PROBLEM DETAILS: Express the data below as a Markdown table, starting with the line containing "Identify the red sandstone" and going on through the last line of the data, with a "Row" column numbering each row and a "Line" column holding the line. Leave out blank lines.

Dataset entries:

====================

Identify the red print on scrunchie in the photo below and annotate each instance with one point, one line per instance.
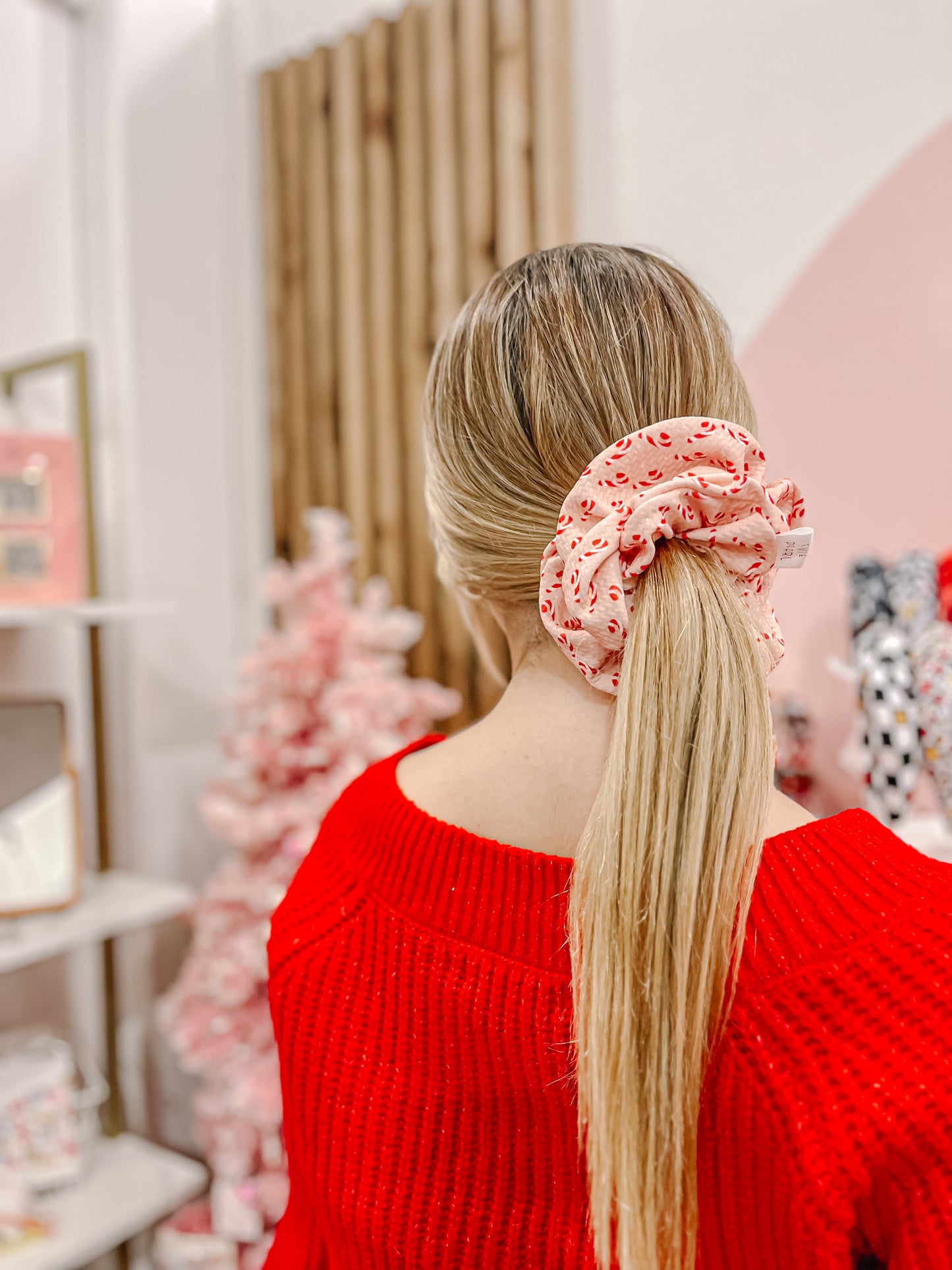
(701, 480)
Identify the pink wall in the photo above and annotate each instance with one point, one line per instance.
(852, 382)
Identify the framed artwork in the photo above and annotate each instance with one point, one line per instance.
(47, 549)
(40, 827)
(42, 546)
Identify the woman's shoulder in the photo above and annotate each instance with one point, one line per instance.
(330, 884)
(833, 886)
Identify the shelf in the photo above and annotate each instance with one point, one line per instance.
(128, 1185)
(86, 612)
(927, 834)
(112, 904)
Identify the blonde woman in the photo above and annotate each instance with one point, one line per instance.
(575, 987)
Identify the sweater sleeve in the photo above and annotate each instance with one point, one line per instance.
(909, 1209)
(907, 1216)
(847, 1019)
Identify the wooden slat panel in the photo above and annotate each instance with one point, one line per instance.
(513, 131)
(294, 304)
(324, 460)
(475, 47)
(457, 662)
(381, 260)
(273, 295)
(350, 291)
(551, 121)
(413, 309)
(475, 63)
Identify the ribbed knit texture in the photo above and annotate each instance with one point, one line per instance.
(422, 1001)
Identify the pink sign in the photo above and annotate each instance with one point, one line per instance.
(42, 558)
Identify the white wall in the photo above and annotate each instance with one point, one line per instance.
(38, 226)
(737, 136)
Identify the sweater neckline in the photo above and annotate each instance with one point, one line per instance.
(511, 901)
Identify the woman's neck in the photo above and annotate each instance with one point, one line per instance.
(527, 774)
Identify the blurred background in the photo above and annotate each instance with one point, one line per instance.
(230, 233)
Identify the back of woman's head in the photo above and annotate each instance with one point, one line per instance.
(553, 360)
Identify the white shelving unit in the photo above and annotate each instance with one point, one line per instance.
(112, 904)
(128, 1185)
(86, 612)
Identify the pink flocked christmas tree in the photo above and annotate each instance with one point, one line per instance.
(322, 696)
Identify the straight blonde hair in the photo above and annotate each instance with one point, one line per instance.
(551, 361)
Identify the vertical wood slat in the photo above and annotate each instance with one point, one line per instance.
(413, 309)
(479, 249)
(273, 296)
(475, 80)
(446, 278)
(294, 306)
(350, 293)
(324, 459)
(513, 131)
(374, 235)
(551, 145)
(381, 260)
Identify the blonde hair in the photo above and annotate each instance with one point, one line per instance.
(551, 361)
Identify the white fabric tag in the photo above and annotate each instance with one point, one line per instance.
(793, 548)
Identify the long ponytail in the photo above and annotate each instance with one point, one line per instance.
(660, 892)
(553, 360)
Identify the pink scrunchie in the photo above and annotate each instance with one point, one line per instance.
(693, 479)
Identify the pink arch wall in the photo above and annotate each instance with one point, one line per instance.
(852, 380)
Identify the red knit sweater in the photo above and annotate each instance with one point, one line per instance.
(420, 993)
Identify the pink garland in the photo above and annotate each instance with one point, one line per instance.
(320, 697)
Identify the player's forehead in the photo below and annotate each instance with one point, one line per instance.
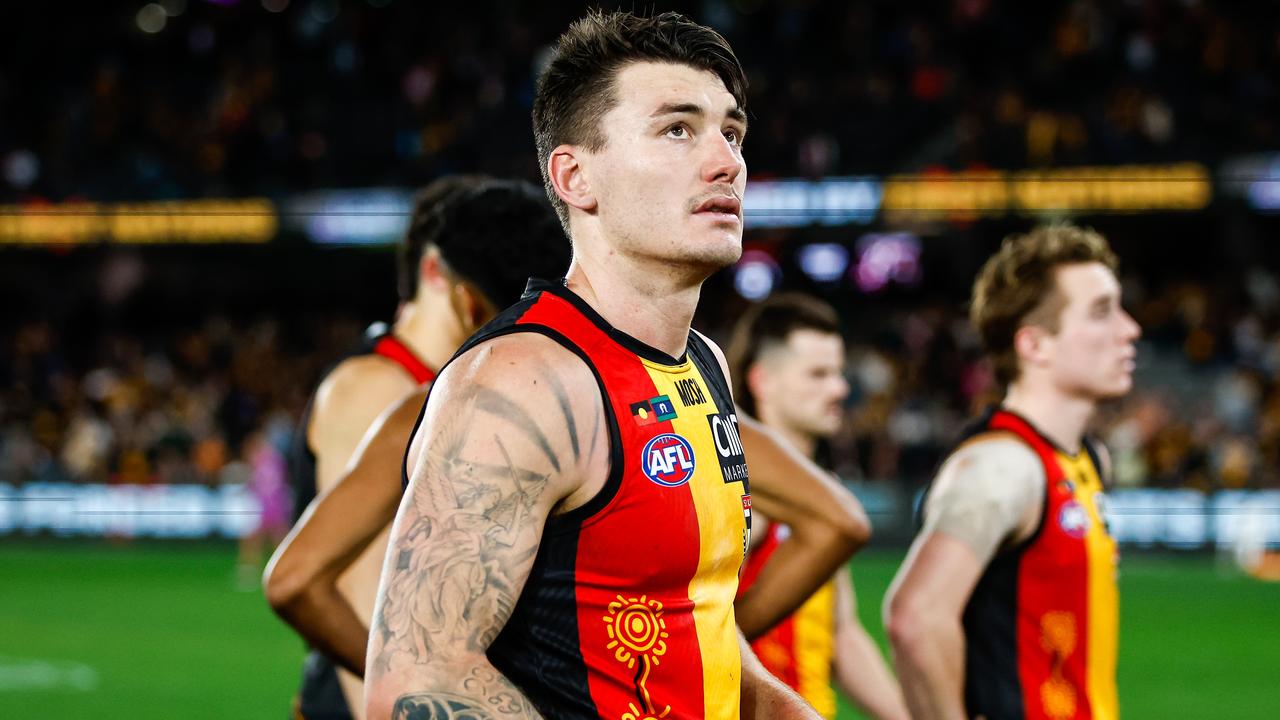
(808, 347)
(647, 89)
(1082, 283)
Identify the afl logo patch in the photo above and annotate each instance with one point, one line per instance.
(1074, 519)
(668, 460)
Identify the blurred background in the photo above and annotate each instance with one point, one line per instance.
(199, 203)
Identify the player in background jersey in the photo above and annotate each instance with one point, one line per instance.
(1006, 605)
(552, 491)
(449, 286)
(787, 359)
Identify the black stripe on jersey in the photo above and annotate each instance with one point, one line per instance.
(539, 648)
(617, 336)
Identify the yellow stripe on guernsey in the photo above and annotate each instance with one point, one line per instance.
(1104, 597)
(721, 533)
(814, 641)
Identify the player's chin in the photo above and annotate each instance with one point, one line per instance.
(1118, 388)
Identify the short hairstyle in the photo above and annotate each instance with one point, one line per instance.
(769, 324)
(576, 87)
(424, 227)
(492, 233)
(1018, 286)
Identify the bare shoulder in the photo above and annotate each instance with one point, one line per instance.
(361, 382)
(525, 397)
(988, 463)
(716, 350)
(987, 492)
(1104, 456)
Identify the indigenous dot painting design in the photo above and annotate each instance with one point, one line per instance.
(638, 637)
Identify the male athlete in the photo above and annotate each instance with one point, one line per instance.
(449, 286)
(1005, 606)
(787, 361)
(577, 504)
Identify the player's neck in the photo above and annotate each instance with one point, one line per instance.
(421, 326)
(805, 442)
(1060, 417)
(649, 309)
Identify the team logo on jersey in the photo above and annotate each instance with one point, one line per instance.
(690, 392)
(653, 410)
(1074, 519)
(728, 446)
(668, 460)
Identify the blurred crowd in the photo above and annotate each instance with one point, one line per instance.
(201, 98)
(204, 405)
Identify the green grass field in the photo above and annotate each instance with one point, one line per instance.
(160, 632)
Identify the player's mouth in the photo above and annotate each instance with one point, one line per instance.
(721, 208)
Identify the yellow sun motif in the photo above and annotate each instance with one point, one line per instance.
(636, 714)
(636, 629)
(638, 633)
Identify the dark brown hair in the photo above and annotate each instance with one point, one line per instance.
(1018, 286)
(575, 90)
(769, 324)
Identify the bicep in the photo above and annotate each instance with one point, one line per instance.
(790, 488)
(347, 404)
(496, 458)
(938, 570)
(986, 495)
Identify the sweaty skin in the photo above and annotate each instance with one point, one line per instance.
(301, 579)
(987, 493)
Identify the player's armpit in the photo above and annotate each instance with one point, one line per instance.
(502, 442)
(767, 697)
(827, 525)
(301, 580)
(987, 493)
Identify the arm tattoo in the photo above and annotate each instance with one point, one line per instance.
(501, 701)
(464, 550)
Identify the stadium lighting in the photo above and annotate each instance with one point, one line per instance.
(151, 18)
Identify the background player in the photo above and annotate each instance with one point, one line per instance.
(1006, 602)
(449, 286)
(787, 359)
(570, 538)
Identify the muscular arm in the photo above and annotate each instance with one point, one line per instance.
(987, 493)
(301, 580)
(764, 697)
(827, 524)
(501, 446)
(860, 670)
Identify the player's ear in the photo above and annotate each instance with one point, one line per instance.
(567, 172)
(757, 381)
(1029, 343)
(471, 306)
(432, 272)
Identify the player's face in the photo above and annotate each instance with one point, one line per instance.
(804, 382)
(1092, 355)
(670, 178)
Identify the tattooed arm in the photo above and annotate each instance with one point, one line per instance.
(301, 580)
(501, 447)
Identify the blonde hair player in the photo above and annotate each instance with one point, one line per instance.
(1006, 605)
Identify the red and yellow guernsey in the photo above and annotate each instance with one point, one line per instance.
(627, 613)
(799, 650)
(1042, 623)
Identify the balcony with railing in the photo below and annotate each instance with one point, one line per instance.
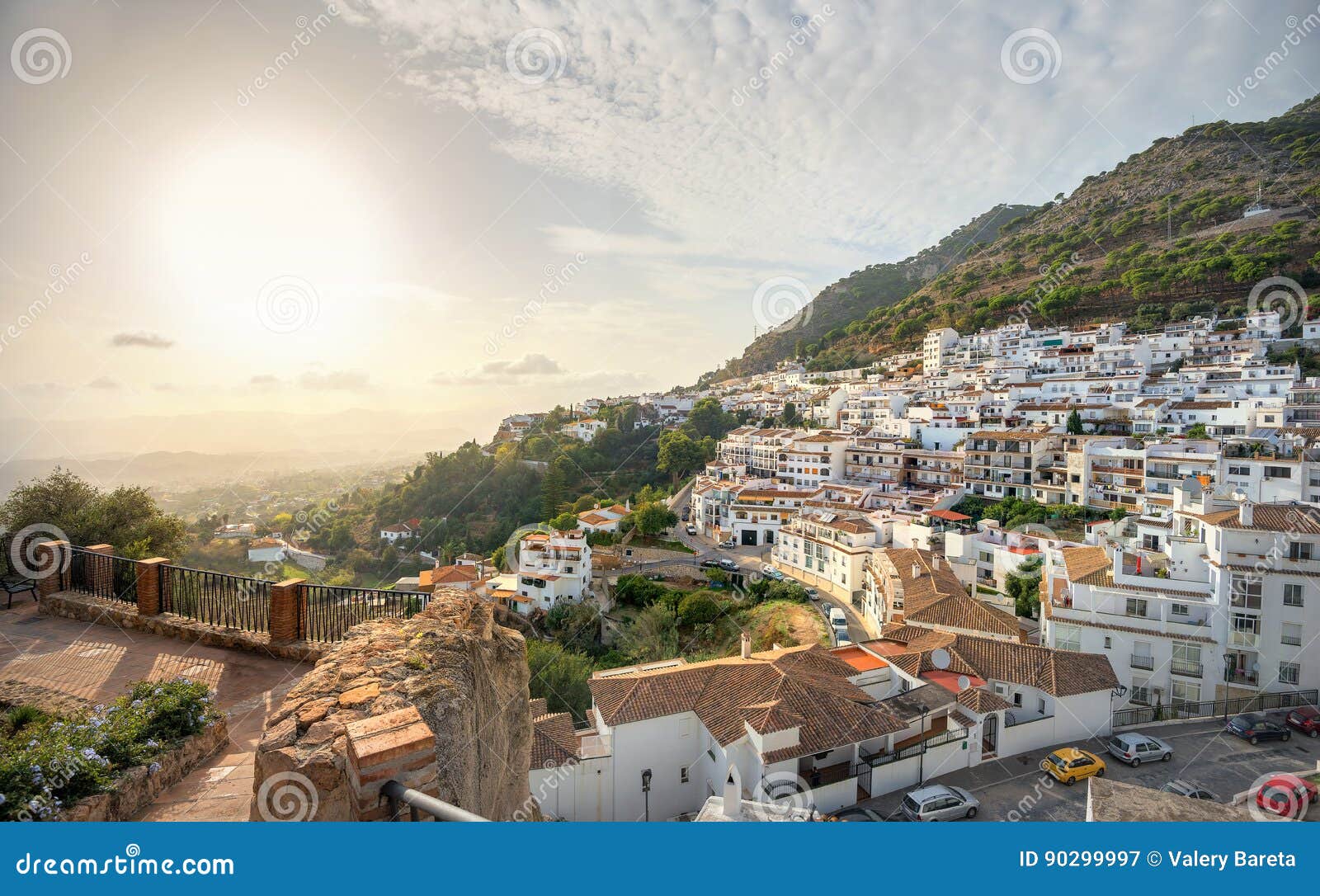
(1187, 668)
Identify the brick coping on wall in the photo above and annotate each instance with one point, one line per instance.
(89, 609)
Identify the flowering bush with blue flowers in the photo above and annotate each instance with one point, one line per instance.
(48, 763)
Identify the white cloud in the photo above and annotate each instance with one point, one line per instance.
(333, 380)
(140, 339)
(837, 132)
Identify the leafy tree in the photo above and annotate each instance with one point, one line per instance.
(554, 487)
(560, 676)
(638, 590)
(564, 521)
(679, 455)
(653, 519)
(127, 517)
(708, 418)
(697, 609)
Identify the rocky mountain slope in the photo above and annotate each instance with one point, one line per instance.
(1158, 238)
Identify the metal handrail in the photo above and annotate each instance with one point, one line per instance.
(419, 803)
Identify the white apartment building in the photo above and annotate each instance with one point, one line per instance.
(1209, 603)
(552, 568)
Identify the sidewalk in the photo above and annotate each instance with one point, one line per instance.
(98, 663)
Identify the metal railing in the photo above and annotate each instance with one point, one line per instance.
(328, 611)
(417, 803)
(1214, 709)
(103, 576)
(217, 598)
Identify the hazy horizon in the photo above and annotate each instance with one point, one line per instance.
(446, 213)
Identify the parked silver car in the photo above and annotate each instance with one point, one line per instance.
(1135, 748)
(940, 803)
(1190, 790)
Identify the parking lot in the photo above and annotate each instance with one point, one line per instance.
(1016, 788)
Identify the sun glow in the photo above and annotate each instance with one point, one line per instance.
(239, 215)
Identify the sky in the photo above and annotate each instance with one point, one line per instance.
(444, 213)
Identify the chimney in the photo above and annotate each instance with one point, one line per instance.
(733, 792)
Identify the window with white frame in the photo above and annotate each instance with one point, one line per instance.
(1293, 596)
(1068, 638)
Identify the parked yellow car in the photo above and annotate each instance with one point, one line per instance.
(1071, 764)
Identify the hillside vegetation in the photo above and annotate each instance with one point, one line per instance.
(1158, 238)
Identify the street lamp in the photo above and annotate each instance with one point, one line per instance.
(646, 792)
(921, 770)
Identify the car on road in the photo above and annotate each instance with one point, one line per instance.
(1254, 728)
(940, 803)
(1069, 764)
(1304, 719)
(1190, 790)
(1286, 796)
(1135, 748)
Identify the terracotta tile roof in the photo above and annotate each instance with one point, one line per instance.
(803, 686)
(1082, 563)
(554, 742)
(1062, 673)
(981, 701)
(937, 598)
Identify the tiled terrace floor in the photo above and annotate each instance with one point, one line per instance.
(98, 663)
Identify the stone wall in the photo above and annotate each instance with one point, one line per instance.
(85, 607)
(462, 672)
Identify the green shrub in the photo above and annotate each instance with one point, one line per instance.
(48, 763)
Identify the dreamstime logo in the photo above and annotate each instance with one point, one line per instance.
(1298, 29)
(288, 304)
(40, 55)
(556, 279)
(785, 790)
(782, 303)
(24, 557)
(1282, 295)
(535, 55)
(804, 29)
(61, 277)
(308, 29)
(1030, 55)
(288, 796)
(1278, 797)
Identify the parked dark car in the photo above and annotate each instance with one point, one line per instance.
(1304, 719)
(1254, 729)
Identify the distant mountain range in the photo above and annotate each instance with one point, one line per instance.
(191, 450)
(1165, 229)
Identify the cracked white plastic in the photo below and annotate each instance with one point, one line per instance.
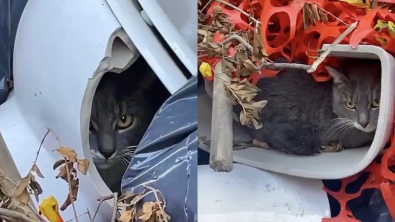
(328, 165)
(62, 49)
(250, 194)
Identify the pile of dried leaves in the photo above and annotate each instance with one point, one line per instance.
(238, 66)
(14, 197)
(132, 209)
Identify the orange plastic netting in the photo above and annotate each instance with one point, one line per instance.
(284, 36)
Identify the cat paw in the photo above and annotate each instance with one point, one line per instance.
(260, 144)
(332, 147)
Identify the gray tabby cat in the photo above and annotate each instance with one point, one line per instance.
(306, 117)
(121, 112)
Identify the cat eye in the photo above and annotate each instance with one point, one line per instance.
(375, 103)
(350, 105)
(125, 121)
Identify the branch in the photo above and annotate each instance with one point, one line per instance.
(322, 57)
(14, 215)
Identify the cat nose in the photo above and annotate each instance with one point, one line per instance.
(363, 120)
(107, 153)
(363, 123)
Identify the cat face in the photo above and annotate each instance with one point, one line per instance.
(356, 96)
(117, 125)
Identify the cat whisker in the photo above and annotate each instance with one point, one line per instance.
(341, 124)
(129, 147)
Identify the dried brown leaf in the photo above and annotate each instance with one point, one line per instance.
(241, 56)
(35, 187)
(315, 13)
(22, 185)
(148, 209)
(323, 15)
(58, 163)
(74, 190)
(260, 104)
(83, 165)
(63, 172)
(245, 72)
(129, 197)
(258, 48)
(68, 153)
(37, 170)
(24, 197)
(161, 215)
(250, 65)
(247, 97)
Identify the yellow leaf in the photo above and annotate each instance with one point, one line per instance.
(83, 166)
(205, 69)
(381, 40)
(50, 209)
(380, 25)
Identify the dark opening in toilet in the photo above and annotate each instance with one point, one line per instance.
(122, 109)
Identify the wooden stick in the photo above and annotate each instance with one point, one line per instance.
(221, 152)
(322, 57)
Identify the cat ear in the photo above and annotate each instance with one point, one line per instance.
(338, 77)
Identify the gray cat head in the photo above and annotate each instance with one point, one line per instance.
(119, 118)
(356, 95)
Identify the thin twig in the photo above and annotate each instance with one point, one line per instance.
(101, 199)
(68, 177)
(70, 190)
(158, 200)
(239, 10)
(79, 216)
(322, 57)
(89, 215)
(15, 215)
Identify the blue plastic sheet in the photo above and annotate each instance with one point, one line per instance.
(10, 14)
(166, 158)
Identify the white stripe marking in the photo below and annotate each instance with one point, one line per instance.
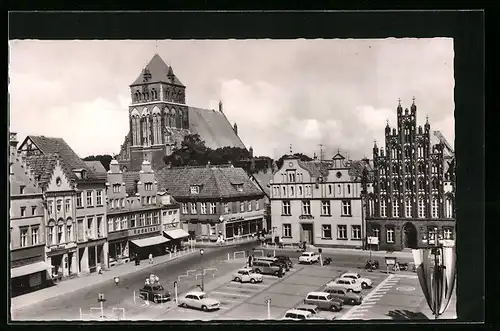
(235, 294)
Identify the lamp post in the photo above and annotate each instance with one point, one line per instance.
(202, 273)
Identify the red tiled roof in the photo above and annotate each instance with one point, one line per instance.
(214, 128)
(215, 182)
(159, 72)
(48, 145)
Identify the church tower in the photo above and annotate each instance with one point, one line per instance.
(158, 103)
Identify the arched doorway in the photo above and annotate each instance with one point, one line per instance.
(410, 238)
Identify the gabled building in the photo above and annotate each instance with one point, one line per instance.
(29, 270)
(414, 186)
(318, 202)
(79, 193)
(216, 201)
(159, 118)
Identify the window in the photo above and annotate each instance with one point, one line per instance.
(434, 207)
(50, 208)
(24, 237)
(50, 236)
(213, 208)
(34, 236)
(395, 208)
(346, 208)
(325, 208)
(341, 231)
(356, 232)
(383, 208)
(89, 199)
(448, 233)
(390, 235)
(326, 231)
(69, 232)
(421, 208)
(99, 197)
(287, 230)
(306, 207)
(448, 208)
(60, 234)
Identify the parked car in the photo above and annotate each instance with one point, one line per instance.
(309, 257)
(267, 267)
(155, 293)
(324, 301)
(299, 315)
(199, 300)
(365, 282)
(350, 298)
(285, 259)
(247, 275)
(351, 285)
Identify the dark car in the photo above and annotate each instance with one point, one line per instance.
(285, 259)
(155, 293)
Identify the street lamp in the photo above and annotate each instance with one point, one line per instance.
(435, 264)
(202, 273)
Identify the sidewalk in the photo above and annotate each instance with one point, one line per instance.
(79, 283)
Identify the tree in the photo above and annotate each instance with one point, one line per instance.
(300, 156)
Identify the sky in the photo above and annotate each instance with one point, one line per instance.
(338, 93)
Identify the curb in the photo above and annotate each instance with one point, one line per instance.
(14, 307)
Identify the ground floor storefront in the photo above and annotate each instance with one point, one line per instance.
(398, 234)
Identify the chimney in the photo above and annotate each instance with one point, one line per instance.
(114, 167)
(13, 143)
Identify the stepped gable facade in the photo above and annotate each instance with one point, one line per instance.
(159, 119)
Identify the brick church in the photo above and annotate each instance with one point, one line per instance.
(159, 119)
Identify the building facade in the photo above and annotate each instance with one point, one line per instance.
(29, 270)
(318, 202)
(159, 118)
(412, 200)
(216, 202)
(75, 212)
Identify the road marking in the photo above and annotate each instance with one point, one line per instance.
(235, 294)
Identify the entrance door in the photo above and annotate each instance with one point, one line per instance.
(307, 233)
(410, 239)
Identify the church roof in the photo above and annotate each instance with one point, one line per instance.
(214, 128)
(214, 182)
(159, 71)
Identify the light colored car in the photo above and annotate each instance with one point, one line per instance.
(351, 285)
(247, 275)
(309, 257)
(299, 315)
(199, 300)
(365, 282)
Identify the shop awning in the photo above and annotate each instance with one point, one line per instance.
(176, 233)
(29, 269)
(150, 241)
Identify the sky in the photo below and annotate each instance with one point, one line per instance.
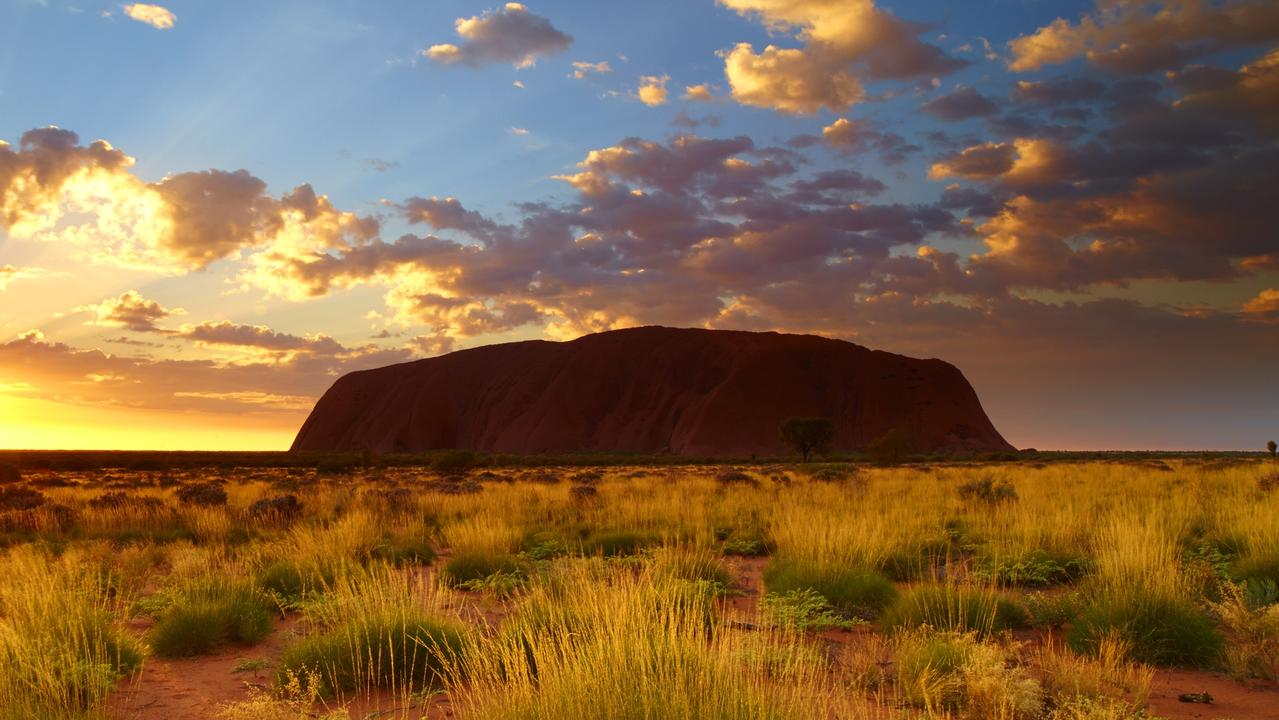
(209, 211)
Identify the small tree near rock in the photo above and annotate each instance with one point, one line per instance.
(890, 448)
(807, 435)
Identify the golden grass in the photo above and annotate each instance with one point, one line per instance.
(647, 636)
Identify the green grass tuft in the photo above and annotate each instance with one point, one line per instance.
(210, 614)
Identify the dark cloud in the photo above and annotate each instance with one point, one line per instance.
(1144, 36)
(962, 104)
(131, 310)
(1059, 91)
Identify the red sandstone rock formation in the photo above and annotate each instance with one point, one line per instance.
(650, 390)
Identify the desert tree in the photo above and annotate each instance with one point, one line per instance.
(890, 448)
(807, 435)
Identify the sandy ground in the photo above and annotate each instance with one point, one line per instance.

====================

WORKED SOLUTION:
| Row | Line |
|---|---|
| 1 | Identify the red sandstone rock formation in the photo above and annotate each instance with one point, one line per instance. |
| 2 | (650, 390) |
| 3 | Identify the desert tree in the photo above and annotate each instance with one point, one line per instance. |
| 4 | (890, 448) |
| 5 | (807, 435) |
| 6 | Identify the sandy ground in the photo above and annotate each instance with one point, one line per instance. |